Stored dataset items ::
## begin

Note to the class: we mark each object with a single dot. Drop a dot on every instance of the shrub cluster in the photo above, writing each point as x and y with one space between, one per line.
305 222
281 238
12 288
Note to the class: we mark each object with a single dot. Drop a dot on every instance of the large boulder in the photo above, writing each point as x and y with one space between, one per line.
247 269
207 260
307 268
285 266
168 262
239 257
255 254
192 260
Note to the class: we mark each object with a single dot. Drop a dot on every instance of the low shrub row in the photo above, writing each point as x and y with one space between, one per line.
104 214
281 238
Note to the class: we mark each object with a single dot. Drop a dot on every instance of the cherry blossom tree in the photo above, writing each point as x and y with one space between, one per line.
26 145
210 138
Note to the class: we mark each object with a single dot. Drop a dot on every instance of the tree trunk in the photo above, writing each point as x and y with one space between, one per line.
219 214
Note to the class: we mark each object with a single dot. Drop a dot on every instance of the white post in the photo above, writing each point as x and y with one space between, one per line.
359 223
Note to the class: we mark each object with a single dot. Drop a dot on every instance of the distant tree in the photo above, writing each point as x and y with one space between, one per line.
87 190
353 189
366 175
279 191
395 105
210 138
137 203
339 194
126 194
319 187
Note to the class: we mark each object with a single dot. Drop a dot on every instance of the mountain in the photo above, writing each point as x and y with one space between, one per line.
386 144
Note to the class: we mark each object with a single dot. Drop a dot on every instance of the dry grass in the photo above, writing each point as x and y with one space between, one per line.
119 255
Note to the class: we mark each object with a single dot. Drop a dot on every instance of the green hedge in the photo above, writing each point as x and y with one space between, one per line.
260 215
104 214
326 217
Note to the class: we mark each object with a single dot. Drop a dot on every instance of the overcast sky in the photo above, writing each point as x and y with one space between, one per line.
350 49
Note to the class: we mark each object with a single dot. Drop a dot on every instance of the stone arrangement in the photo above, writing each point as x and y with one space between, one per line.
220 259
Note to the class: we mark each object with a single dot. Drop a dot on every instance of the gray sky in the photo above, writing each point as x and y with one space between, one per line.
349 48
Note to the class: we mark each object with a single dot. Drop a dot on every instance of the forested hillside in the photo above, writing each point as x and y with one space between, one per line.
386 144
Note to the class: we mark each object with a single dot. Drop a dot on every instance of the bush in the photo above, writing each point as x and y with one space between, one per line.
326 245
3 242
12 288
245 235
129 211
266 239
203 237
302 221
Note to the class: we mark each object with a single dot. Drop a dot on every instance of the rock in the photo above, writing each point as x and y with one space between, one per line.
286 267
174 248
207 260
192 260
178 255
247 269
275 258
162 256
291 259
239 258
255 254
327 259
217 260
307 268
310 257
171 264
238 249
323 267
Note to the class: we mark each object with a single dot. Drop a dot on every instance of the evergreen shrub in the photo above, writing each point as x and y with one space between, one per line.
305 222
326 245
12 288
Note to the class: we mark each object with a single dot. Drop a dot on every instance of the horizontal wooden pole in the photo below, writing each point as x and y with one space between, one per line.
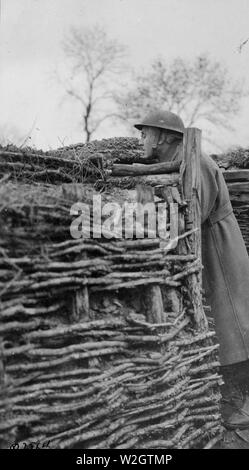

## end

Reproduce all of the rows above verbatim, from the first through the last, and omit the picture from your reproduction.

Task result ::
Note to the class: we mark each object with a single dot. Drop a dot on every instance of the shrub cluster in the photo above, writing each point as x and y with one space between, one per line.
305 222
281 238
12 288
Note to the class: we mark each object with a single dot. Drop a dot on every instance of the large boulder in the photo above, writing each point as x and y with one space between, one per line.
247 269
207 260
307 268
285 266
168 262
239 257
255 254
192 260
Note to the class: we mark each object with a single dot. Drop a dot on every instance of the low shrub row in the photo above, writing each point as x and y with one space between, one per line.
104 214
281 238
Note to the class: we mark each object with a single dot. Drop a dot on every instance of the cherry blossom tree in the photo above, writing each point as x and y with one space between, one per line.
26 145
210 138
Note to the class: we mark each object with a single dot. Drop a dot on every instance of the tree trunk in the photo above, writing each point as x and y with one space between, one per line.
219 214
Note to the class: we mark each object with a single dot. Drop a dot on every instance of the white post in the photo above, writing each point as x and y with one space between, one per line.
359 223
Note to the class: we mark each object with a single dot. Drop a dot on every instance of the distant tree in the photo above, writing each point as x and y with one space between, one per line.
87 190
353 189
366 175
279 191
395 105
210 138
137 203
339 194
126 194
319 187
Note to the class: we mark each object with a single dot. Drop a dot on every instance of the mountain in the photo above, writing each point as x and y with one space between, one per line.
386 144
Note to the class: we mark each object with a single dot. Drop a dot on every instance of the dry grass in the photo above, writing each point as x and y with one space between, one per line.
119 255
Note to the class: we mark each object with a single dot. Drop a dot on every instance of the green hedge in the photo above, writing each point as x and y with one space between, one per line.
260 215
104 214
326 217
Note to the class: we mark each object with a single dot. Drop a dot on every instance of the overcast sky in the photo above, writing each point as x and y with one space between, one per line.
350 49
Note to the class: we mark each object with a single dot. Drop a dot on every instance of the stone arrangement in the photo above, writing each point as x and y with one space between, one per line.
220 259
Note to the class: we mark each object with a single dot. Drop a dot on every instance of the gray sky in the photo above, writing each point as x and y with one space between, one per line.
349 48
Note to the class: we mark each object with a single dot. Drop a dot on every instance of the forested hillside in the photo above, writing each point as x and y with one space between, one per line.
386 144
Note to the class: we mark each object with a single dot. Drop a dot on every instance of the bush in the photo above, writing each point as x and y with one space between, one per line.
326 245
3 242
12 288
245 235
129 211
266 239
203 237
302 221
Note to the class: we mark each object with a single dot. Drop a dot on every instance of the rock in the photo above, writing each point as x and y with one space between, one per line.
286 267
174 248
207 260
192 260
178 255
247 269
275 258
162 256
291 259
239 258
255 254
327 259
217 260
307 268
310 257
171 264
238 249
323 267
Note to the class: we mark each object with a single dot. Drop a dot on every instance of the evergreen shrub in the photo above, writing each point as x and y with one space between, one per line.
305 222
326 245
12 288
Note to the class: we mark each object with a single dot. Drop a dot on every instance of the horizontal wooden pole in the photo below, writing each point as x and y with one space between, one per line.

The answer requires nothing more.